- **What is expected**:
Set down the line that contains "point: man with" and every line after it to the end of the entries, exactly as they stand and nothing more.

─── Task data ───

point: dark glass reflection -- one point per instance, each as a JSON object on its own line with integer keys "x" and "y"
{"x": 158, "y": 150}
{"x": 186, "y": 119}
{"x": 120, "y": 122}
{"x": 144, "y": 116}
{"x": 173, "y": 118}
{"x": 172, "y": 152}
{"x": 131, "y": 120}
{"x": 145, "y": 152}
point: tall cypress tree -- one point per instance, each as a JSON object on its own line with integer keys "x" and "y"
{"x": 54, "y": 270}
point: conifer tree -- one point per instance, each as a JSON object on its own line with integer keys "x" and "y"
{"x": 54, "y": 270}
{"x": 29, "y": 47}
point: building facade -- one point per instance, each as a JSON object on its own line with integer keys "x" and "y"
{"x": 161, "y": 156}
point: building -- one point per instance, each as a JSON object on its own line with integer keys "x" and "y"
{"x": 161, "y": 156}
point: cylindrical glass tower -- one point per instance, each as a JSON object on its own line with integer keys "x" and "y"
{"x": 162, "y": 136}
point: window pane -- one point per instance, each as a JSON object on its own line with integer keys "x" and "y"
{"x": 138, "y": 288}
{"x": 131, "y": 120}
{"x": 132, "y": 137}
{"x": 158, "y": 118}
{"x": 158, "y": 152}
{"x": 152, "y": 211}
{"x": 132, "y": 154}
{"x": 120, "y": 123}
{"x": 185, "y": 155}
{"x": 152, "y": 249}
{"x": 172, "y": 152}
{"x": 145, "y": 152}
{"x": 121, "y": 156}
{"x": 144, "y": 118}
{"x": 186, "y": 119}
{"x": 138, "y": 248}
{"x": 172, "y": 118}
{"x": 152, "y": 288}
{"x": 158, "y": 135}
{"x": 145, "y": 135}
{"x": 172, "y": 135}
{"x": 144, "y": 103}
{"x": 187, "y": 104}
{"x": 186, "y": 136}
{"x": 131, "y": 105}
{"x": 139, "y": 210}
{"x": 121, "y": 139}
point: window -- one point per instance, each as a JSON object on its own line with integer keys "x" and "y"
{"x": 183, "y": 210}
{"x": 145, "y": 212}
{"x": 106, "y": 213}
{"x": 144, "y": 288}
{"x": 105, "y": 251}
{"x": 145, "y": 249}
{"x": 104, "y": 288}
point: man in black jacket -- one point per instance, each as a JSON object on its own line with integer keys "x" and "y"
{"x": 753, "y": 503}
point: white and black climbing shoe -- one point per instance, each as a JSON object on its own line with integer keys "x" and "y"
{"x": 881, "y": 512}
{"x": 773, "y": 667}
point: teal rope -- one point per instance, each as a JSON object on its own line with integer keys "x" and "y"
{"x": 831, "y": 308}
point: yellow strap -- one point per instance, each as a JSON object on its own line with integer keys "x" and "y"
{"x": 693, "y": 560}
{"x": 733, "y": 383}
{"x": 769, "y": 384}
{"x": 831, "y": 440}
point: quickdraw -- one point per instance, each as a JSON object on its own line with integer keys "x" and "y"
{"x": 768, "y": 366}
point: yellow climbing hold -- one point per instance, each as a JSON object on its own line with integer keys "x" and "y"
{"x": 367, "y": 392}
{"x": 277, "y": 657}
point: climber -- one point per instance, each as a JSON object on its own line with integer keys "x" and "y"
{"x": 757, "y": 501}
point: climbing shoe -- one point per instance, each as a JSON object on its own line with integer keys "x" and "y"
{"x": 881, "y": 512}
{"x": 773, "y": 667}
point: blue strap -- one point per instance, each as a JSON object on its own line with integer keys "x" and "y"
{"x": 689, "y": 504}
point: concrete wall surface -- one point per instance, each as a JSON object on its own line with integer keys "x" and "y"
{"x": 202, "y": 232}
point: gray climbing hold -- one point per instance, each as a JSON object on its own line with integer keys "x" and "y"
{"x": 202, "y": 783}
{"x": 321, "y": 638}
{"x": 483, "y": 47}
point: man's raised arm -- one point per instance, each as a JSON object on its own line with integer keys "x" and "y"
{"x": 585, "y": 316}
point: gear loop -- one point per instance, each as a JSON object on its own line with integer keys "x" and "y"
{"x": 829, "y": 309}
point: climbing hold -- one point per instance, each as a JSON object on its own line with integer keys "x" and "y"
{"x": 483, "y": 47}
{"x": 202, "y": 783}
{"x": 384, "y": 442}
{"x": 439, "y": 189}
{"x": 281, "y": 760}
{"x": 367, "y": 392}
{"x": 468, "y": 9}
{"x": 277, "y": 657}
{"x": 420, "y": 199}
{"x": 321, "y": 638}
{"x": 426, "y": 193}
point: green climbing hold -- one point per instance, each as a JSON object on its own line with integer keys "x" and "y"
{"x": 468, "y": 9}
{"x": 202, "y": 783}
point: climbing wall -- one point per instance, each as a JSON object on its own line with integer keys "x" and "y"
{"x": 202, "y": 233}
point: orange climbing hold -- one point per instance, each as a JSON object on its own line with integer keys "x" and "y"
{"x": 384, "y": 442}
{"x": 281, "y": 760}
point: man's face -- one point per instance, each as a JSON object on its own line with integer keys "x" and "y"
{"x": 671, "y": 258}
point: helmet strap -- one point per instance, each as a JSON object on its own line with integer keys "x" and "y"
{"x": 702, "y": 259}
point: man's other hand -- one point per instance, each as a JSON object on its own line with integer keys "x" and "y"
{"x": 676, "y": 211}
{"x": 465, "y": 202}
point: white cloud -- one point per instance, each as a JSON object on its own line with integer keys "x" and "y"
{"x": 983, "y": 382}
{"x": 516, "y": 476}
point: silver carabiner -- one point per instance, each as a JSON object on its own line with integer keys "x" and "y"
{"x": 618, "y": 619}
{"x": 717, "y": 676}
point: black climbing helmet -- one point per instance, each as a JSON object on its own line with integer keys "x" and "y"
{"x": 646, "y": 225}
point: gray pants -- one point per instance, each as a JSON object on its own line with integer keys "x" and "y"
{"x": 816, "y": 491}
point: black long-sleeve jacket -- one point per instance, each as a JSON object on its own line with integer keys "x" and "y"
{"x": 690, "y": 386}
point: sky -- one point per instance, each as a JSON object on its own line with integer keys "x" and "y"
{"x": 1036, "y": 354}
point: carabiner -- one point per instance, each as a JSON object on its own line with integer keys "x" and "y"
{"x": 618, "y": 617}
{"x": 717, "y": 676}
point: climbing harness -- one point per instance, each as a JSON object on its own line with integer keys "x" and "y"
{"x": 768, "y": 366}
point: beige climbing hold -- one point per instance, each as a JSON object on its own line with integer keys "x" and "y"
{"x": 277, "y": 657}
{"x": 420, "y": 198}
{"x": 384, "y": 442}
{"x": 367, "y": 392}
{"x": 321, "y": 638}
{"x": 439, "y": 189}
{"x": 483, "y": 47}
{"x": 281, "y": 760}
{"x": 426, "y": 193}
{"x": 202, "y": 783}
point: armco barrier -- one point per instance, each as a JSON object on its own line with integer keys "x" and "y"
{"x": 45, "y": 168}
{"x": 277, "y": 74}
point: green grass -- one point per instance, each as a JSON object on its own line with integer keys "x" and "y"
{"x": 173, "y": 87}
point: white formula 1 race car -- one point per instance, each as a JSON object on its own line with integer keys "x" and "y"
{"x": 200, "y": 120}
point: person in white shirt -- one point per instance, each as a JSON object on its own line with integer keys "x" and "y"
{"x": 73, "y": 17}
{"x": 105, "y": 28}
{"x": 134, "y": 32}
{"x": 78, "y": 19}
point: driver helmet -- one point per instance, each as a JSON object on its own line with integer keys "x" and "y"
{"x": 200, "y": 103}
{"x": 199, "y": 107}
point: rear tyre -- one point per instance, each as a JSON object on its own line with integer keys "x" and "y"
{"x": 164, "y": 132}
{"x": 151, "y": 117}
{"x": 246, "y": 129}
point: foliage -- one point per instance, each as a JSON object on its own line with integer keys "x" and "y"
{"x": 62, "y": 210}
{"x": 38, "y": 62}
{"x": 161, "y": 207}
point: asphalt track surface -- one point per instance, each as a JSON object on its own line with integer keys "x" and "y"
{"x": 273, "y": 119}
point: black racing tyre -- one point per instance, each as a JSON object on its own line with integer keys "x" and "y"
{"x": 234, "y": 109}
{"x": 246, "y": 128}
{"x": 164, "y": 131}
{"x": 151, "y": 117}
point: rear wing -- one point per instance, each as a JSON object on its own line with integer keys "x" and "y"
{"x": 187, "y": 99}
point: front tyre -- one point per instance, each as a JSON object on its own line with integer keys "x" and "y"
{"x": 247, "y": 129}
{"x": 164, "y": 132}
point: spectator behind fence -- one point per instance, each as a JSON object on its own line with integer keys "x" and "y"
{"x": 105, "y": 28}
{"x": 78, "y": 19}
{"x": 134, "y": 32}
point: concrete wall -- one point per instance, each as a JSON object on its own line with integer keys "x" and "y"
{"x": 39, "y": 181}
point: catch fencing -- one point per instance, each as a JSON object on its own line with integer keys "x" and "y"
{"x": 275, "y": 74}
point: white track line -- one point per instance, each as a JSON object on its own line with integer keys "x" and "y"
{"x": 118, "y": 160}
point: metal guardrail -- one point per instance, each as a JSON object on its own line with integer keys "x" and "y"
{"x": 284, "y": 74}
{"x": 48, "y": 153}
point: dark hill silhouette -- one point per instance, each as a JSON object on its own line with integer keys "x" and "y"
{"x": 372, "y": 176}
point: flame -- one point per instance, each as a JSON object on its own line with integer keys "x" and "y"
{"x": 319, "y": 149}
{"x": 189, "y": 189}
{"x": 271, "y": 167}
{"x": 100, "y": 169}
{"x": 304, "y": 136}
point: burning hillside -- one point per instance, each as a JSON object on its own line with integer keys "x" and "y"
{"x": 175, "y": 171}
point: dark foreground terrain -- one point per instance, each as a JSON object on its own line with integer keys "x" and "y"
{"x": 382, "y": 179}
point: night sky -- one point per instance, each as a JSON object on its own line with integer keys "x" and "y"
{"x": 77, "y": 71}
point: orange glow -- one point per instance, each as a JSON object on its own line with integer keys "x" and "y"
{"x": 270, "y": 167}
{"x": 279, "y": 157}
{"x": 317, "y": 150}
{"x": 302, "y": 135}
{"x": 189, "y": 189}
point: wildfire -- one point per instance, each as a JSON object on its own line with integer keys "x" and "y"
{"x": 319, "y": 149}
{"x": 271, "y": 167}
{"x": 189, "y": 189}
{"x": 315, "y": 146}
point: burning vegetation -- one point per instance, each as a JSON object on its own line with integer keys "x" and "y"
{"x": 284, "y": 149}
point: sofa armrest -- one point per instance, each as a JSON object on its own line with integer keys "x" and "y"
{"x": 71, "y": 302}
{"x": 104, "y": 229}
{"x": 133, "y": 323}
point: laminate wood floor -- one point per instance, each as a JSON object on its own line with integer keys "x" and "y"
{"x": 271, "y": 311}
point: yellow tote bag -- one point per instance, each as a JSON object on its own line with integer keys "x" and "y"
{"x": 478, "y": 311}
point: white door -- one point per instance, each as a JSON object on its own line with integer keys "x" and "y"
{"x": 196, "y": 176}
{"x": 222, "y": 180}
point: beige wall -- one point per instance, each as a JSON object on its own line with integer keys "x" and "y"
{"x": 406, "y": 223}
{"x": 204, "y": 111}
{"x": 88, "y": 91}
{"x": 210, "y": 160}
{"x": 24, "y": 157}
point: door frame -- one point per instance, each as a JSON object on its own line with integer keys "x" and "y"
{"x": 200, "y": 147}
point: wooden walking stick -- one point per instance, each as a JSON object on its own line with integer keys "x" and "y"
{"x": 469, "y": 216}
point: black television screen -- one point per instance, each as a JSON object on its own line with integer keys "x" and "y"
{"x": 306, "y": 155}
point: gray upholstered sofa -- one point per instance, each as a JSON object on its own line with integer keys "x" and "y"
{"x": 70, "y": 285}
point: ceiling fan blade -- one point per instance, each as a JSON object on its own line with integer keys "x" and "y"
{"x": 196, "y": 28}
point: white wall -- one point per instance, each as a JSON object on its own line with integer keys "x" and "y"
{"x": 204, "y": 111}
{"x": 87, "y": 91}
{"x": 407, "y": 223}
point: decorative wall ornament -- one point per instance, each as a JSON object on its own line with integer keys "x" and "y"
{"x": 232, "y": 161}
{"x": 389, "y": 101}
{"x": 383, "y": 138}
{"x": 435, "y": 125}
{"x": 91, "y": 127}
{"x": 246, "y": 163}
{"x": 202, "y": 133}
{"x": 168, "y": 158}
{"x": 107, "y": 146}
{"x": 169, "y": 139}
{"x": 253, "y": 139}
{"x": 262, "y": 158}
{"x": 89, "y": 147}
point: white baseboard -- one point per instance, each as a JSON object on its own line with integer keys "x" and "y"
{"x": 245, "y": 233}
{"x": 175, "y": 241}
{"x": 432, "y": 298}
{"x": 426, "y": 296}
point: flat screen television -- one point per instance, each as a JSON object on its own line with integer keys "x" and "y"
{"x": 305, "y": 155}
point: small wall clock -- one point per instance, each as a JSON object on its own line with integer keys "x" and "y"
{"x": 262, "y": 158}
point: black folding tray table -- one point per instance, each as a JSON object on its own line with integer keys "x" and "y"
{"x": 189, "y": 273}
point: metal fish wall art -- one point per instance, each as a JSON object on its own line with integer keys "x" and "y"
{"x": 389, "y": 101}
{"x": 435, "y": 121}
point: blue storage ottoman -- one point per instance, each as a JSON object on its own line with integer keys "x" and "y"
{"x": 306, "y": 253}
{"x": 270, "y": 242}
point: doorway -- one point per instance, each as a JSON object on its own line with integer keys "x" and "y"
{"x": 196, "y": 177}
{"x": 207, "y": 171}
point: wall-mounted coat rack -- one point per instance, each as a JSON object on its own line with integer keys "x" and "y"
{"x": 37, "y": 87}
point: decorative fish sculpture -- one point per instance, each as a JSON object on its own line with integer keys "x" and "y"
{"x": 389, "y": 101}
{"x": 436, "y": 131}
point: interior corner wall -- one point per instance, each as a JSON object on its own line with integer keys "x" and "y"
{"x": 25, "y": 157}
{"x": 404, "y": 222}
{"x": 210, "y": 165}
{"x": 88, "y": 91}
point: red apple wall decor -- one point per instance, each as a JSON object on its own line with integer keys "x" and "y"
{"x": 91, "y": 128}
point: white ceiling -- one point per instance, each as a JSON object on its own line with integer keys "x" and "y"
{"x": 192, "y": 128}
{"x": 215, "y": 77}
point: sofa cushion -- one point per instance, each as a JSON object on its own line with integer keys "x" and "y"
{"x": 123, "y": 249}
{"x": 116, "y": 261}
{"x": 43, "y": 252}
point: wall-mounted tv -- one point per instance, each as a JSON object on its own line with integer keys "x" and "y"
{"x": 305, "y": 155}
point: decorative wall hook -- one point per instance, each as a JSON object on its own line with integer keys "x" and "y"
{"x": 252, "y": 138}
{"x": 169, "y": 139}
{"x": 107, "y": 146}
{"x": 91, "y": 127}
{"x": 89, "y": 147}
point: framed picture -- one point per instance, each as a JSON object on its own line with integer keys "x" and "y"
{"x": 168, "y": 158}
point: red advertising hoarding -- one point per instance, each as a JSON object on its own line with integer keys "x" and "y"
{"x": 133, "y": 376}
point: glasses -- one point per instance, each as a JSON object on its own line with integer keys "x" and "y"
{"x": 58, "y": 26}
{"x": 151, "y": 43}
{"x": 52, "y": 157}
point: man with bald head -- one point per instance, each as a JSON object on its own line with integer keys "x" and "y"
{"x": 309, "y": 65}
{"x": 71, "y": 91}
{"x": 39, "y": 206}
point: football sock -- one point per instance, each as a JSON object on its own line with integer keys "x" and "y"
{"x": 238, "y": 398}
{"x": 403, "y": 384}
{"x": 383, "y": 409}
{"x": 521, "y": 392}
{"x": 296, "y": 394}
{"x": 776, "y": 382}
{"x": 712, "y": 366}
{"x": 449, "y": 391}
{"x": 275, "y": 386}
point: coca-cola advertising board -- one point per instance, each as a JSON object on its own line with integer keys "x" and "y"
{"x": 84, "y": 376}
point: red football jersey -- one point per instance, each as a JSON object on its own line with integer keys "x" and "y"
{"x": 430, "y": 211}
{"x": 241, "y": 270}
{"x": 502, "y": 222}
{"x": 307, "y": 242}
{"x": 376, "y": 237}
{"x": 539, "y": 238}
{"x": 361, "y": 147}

───

- **Problem solution**:
point: man with bald head -- one point per instance, each as a JSON object on its own line with integer keys "x" and "y"
{"x": 309, "y": 65}
{"x": 71, "y": 91}
{"x": 39, "y": 206}
point: football sock -- one point per instance, each as a JSON object on its own line with integer keys "x" and "y"
{"x": 238, "y": 398}
{"x": 403, "y": 384}
{"x": 383, "y": 409}
{"x": 521, "y": 392}
{"x": 296, "y": 394}
{"x": 776, "y": 382}
{"x": 712, "y": 366}
{"x": 449, "y": 391}
{"x": 275, "y": 386}
point: coca-cola advertising board -- one point per instance, each as a JSON object on its own line with integer keys "x" and "y"
{"x": 84, "y": 376}
point: red football jersey -- one point per instance, each as a JSON object on its own line with integer keys "x" and "y"
{"x": 430, "y": 211}
{"x": 241, "y": 270}
{"x": 502, "y": 222}
{"x": 307, "y": 242}
{"x": 376, "y": 237}
{"x": 539, "y": 238}
{"x": 361, "y": 147}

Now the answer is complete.